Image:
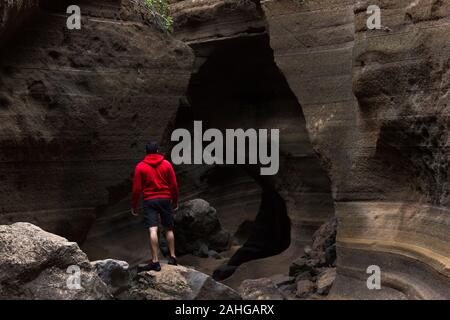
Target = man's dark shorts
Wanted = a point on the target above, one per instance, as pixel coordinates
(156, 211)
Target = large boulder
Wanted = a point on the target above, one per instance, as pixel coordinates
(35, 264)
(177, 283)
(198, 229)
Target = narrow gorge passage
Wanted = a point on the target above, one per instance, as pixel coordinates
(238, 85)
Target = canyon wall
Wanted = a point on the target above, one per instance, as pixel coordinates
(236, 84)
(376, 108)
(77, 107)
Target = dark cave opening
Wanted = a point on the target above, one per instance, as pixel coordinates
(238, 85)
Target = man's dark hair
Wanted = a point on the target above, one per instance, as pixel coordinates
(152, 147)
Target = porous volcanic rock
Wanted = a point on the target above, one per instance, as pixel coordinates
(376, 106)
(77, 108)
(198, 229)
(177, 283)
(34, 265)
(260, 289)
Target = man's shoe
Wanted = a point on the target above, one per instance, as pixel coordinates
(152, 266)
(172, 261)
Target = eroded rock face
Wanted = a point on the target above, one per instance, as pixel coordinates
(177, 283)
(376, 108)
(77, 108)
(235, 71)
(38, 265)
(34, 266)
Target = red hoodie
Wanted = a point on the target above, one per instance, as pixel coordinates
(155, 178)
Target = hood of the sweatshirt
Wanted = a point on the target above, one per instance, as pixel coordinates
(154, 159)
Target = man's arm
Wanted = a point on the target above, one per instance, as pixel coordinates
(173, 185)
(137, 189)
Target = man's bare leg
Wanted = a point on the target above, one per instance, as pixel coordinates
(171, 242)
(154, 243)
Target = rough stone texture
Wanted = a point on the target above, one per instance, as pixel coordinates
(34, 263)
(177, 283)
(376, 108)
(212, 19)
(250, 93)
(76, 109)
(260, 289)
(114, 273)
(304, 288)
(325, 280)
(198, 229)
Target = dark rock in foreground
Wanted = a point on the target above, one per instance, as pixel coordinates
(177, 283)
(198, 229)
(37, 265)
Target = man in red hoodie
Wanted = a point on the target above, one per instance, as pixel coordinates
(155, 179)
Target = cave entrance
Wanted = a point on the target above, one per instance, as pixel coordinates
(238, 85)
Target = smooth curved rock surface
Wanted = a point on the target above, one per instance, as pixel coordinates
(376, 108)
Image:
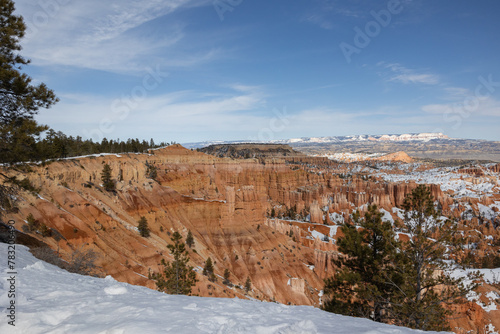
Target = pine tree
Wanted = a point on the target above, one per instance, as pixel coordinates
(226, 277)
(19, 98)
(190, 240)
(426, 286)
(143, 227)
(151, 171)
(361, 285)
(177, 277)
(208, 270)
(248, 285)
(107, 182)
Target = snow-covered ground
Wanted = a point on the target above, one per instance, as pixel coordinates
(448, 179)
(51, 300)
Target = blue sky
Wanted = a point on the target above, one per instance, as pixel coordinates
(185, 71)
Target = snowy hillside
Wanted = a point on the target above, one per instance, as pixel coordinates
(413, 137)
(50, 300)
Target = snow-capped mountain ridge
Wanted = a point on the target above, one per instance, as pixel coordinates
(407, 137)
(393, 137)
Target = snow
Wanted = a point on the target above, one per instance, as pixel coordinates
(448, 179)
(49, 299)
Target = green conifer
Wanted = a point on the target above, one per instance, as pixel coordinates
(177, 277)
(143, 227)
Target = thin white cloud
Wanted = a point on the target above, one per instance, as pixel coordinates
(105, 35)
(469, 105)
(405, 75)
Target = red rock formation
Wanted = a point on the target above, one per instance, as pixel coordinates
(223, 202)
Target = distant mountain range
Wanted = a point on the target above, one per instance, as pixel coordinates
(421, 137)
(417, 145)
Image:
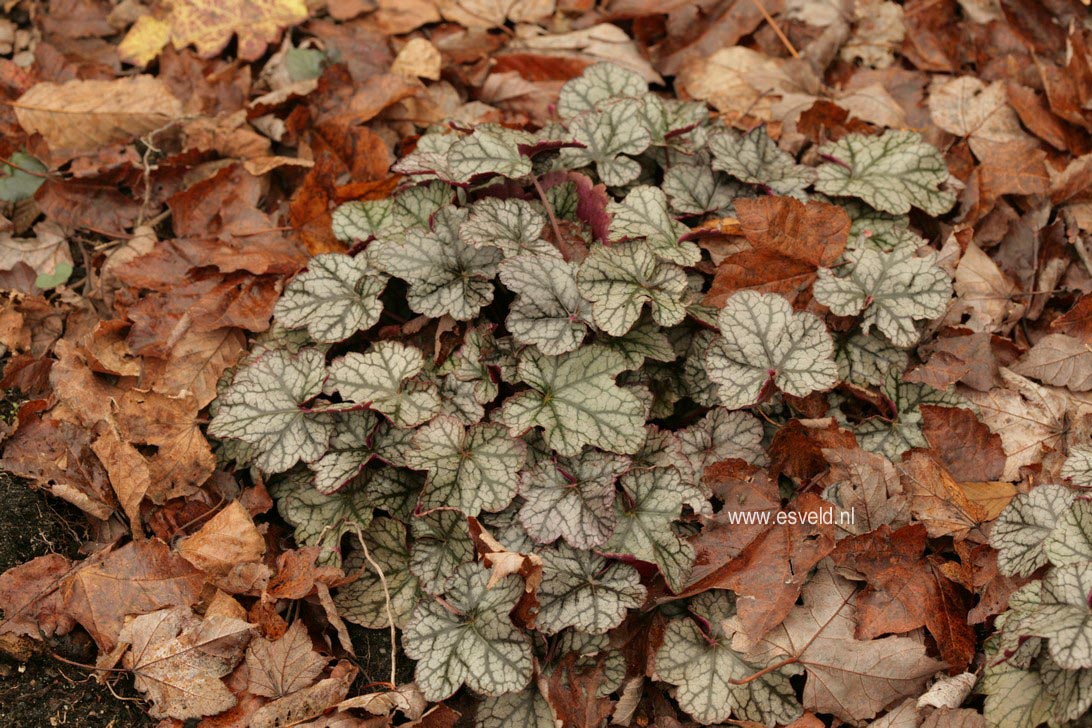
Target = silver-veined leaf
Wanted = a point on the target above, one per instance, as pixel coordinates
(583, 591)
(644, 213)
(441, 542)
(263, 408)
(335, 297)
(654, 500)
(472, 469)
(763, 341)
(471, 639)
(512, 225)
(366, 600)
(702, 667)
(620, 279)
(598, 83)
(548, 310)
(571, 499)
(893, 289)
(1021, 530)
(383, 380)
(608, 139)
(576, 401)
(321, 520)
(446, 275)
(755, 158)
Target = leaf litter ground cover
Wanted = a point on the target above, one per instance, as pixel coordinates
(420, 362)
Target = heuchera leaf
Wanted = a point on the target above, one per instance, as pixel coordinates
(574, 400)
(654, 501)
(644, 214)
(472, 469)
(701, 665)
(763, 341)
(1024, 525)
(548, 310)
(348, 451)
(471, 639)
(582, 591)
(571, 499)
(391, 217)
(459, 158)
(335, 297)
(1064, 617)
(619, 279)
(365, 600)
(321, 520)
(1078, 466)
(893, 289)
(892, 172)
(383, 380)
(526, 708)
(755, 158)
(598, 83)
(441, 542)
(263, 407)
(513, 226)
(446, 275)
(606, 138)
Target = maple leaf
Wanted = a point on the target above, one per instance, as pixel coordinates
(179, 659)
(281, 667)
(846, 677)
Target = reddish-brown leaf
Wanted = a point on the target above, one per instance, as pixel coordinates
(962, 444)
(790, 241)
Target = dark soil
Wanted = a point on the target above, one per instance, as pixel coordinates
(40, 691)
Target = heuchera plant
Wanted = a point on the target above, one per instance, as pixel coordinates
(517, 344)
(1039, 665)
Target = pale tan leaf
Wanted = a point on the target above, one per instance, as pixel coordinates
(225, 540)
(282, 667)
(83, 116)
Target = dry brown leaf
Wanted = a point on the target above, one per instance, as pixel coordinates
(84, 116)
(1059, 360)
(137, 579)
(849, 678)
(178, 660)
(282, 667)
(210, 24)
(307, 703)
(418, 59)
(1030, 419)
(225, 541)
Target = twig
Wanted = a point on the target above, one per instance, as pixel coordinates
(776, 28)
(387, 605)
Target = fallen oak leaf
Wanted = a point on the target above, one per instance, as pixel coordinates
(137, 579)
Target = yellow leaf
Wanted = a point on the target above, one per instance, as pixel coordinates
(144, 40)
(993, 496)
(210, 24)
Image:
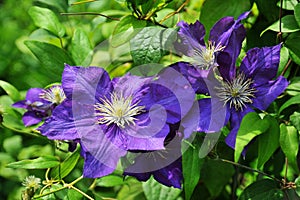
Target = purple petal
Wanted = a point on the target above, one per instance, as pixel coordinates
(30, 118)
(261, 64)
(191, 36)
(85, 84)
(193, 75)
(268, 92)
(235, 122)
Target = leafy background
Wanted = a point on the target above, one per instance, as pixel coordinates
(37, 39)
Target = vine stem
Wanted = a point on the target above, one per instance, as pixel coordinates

···

*Stated exercise*
Set down, without alteration, the stretch of the records from the line containing "Target = pale tan leaf" through the end of the records, leaving out the pictures.

*The output*
Target = pale tan leaf
Wanted = a point on the target above, one per instance, as pixel coordinates
(225, 540)
(282, 667)
(83, 116)
Target = dry brown leaf
Wanted = a point on the target above, one per instance, as pixel coordinates
(84, 116)
(1059, 360)
(137, 579)
(849, 678)
(178, 660)
(282, 667)
(210, 24)
(307, 703)
(418, 59)
(1030, 419)
(225, 541)
Target = twig
Wanted = a point on the target above, one per instance, as pixel coordinates
(776, 28)
(387, 605)
Target = fallen oak leaf
Wanted = a point on the target above, one per instance, as pixel coordinates
(137, 579)
Target = yellow leaf
Wanted = a point on the target above, one per instance, as pixel coordinates
(144, 40)
(993, 496)
(210, 24)
Image:
Target = purple petal
Wanted = a point on the target above, one per instance, as pixel coordinates
(30, 118)
(261, 64)
(191, 36)
(85, 84)
(193, 75)
(268, 92)
(235, 122)
Target = leafy background
Wanted = a point on the target above, one per instance, as pixel coordinates
(37, 39)
Target = vine stem
Wanted = a point on the target above, one per instance, as pixel coordinates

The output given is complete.